⟨

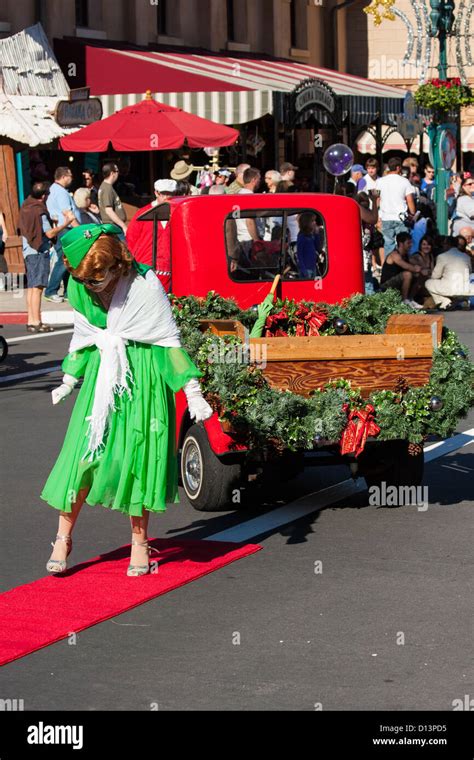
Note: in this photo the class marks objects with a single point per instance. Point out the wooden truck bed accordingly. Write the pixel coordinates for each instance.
(372, 362)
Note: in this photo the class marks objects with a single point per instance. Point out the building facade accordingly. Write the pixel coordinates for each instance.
(293, 29)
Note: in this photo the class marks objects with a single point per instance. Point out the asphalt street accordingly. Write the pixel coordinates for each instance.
(330, 638)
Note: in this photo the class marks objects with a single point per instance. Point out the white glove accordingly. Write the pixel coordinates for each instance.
(199, 409)
(64, 390)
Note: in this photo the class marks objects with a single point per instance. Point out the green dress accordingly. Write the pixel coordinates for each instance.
(136, 468)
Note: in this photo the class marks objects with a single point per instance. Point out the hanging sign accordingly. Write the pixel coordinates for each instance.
(409, 124)
(78, 112)
(315, 93)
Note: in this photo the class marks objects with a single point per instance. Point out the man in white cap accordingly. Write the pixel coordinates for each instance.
(238, 183)
(139, 236)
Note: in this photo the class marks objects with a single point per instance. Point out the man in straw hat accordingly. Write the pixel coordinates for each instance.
(182, 170)
(140, 235)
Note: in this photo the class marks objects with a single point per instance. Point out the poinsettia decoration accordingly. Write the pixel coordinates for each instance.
(304, 321)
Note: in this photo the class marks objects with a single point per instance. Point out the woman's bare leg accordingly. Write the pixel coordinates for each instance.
(67, 520)
(139, 554)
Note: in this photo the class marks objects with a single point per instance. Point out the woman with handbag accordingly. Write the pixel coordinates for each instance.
(372, 239)
(119, 449)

⟩

◆ What is needed ◆
Without the pictures, return all the entries above exactly as they stand.

◆ Result of the exercise ◆
Note: in this photo the class marks objects with a single point per instance. Point out the wooden truck bed accordingly. Write the pixel coordinates for each instance.
(372, 362)
Note: in this photo the class marks objects with a single point per instance. Point out the building facade accordingly. Write the pixel coordinates for each instance.
(293, 29)
Note: in this photo the class marks objects with a single point per instance. Point out the asphalt street accordingly. Write the pixel coordinates for each instance.
(330, 638)
Note: in this photo the class marks objects with a single point per instance. Point out the white glove accordingly. Write the pixel coordinates for each instance.
(199, 409)
(64, 390)
Note: in this photo the class marks objects with a single point per instance. Point out the green dress accordingly. Write the pixel coordinates for each instance.
(136, 468)
Note: in this photo the class marks objects with a single point per instance. Point out the hanging sign accordingly. Write the pixel coordinates for each instance.
(409, 124)
(78, 112)
(315, 93)
Note: in this photo the class marks objects with a single point per instance. Point out the man in white cap accordingly. Write the pixel coordinates for each instance.
(238, 183)
(139, 236)
Note: in this photo the class marks objects with a single point per instance. Point out the man in straw hat accordingly. Write the pixel coordinates for each instance.
(182, 170)
(140, 235)
Note: in this photo the class marks objects with a single point per instance. Point out the poinsettia decoration accordingly. Write the pixel coordinates for each instance.
(304, 321)
Note: in this photo the class marks objects with a single point per instance. Point out the woman's bare leg accordingly. Write the pixel coordinates for each instance.
(67, 520)
(139, 554)
Note: in this photo the class marks objects with a single point per instance. Point out the woman with handbag accordingly. Write the pixel coordinates for each instance.
(372, 239)
(119, 449)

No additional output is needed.